Source extract
In a joint statement, ECAJ president Robert Goot and executive director Peter Wertheim have clearly set out their analysis of the resolution.

Robert Goot

Robert Goot

“The resolution passed by the ALP at its 2015 National Conference is a substantially modified and more balanced resolution than the motion moved by Bob Carr at the NSW State ALP conference in 2014.

The first paragraph of the resolution restates the current ALP policy platform without change.

The resolution also recognises for the first time that Labor is committed to the principle of ‘two States for two peoples’.   The goal stated by many anti-Israel activists that Israel will eventually become another Arab  state is thus ruled out.

Further, the resolution commits Labor explicitly to continuing to support for the time being a ‘negotiated settlement’.  This is contrary to the current Palestinian strategy of unilateralism and refusal to negotiate.

Unlike the Carr motion, the national conference resolution does not blame Israel for “the deaths of innocent civilians” in Gaza or call for an end to Israeli incursions into Gaza.  The resolution expressly acknowledges that Israel’s actions are a “response” to Hamas rocket attacks, and are therefore defensive, and calls instead for “maximum restraint” in carrying out that response.

The re-statement of positions which the ALP adopted while in government on the question of borders, land swaps, the illegality of settlements, refugees and Jerusalem is nothing new.  The criticism of statements made by Israeli Prime Minister Netanyahu in the run-up to the Israeli elections earlier this year is new, but does not come as a surprise.

Peter Wertheim

Peter Wertheim

Significantly, the national resolution rejects outright the ‘boycott, divestment and sanctions (BDS) campaign against Israel’.   There was nothing similar in the Carr motion.

Finally, the resolution commits a future ALP government to ‘discuss’ taking certain steps if ‘there is no progress in the next round of the peace process’.   It would always be open to a future Labor government, or indeed any government, to ‘discuss’ what steps to take in response to international developments.  It does not require a formal resolution to do so.

The worst part of the proceedings was not the resolution itself but the speech by its seconder, Wendy Turner from Queensland.   Many of her comments were an insufferable marriage of self-righteousness and ignorance.  For example, she asserted that Australia should recognise a State of Palestine now “just in the same way that in 1947 the international community determined through the UN to provide a homeland for the Jewish people.  That was when Australia recognised Israel”.   This is a glaring error.  Australia’s  support at the UN General Assembly in 1947 for the partition  of the country into a Jewish state and an Arab state was in no way a recognition of the State of Israel.   Australia only recognised Israel in January 1949, that is after the State was established, had successfully resisted  a military invasion from five neighbouring countries and proved its viability.  The only accurate part of her speech was the acknowledgement that the UN endorsed the establishment of Israel as a homeland for ‘the Jewish people’.”

Records in a dataset:
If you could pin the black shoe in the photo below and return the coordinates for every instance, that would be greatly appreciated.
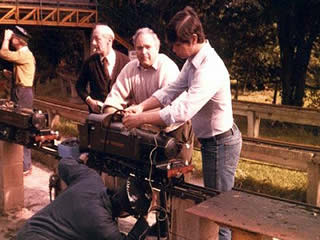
(154, 231)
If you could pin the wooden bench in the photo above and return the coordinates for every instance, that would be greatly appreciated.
(253, 217)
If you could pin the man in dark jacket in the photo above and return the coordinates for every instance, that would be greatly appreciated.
(101, 69)
(85, 209)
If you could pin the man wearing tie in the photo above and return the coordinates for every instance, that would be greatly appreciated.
(101, 69)
(24, 66)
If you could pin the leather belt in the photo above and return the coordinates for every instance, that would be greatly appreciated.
(217, 137)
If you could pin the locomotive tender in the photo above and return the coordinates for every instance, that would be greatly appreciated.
(24, 126)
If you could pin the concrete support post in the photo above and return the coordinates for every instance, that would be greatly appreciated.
(11, 176)
(187, 226)
(313, 190)
(253, 124)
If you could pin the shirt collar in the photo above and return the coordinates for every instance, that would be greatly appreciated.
(24, 48)
(154, 66)
(197, 59)
(111, 57)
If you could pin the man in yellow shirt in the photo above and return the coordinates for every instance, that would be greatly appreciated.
(24, 65)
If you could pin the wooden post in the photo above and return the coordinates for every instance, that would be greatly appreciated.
(187, 226)
(11, 176)
(313, 190)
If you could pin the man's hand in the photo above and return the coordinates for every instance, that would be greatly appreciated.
(109, 109)
(95, 105)
(134, 109)
(8, 34)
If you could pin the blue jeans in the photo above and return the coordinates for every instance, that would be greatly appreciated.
(219, 163)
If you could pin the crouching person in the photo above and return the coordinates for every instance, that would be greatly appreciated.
(86, 210)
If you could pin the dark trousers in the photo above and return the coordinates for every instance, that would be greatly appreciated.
(23, 97)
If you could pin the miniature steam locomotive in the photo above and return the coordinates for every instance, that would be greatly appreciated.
(118, 151)
(24, 126)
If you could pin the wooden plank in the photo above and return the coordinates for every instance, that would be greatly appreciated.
(313, 191)
(265, 216)
(280, 156)
(291, 114)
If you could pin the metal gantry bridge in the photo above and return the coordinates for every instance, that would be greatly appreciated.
(58, 13)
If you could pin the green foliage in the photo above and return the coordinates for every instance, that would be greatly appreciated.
(262, 178)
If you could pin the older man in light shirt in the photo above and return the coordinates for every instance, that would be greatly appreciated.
(139, 79)
(24, 66)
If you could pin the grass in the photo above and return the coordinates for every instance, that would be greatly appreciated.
(263, 178)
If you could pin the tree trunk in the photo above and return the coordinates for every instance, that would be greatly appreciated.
(296, 39)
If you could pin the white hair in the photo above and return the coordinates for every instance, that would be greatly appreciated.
(146, 30)
(105, 30)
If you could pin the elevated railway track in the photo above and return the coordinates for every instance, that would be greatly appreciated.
(289, 155)
(66, 13)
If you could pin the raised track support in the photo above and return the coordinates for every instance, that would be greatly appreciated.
(11, 176)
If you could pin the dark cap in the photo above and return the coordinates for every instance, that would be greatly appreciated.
(134, 197)
(21, 33)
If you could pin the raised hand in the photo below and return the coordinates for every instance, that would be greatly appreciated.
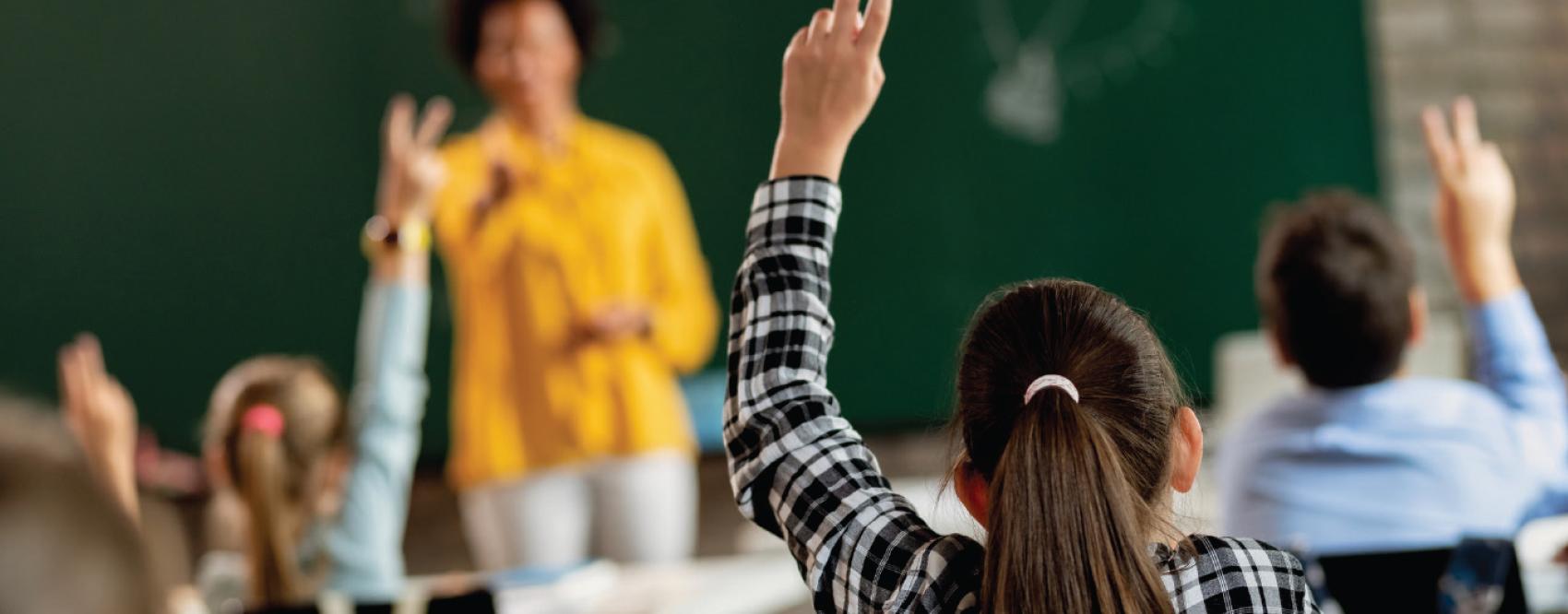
(1476, 203)
(102, 417)
(831, 78)
(410, 168)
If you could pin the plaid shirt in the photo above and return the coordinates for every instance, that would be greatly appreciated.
(802, 472)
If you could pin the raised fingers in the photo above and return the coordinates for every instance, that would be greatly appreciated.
(397, 125)
(1440, 145)
(877, 16)
(820, 26)
(846, 16)
(1467, 129)
(434, 123)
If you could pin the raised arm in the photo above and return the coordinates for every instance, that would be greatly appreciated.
(102, 417)
(1474, 219)
(797, 467)
(389, 381)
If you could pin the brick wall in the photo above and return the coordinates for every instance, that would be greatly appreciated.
(1512, 55)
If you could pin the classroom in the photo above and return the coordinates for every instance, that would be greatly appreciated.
(524, 306)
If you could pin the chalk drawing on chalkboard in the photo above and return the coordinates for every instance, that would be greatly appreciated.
(1037, 73)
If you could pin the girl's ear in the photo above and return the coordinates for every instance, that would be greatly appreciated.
(1186, 450)
(972, 490)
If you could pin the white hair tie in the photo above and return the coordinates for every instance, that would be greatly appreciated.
(1051, 383)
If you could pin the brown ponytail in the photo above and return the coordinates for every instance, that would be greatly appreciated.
(262, 477)
(277, 461)
(1076, 488)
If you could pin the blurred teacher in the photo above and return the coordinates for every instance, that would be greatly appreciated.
(579, 295)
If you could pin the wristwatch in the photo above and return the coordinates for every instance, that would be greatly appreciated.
(381, 237)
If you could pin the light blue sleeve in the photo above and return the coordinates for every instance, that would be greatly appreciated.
(1515, 360)
(387, 403)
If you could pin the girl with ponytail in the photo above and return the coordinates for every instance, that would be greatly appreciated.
(313, 495)
(309, 494)
(1071, 421)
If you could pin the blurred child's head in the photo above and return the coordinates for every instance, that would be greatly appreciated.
(65, 544)
(1073, 492)
(277, 439)
(1337, 290)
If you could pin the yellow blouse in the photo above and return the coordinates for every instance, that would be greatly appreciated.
(602, 223)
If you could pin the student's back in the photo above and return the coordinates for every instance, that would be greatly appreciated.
(1073, 426)
(65, 547)
(1301, 472)
(1369, 461)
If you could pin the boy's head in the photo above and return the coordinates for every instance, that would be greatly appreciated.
(1337, 289)
(65, 546)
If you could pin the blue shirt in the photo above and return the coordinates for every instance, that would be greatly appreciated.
(1407, 464)
(387, 401)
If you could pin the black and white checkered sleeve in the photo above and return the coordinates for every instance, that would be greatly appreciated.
(797, 467)
(1239, 575)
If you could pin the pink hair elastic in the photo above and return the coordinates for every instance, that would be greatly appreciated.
(264, 419)
(1051, 383)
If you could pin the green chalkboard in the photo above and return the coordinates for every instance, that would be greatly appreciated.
(187, 177)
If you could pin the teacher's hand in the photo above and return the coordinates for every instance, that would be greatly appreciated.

Written problem
Please repeat the statement on the ALP resolution word for word, starting at "Further, the resolution" and ending at "out that response.".

Result of this exercise
Further, the resolution commits Labor explicitly to continuing to support for the time being a ‘negotiated settlement’.  This is contrary to the current Palestinian strategy of unilateralism and refusal to negotiate.

Unlike the Carr motion, the national conference resolution does not blame Israel for “the deaths of innocent civilians” in Gaza or call for an end to Israeli incursions into Gaza.  The resolution expressly acknowledges that Israel’s actions are a “response” to Hamas rocket attacks, and are therefore defensive, and calls instead for “maximum restraint” in carrying out that response.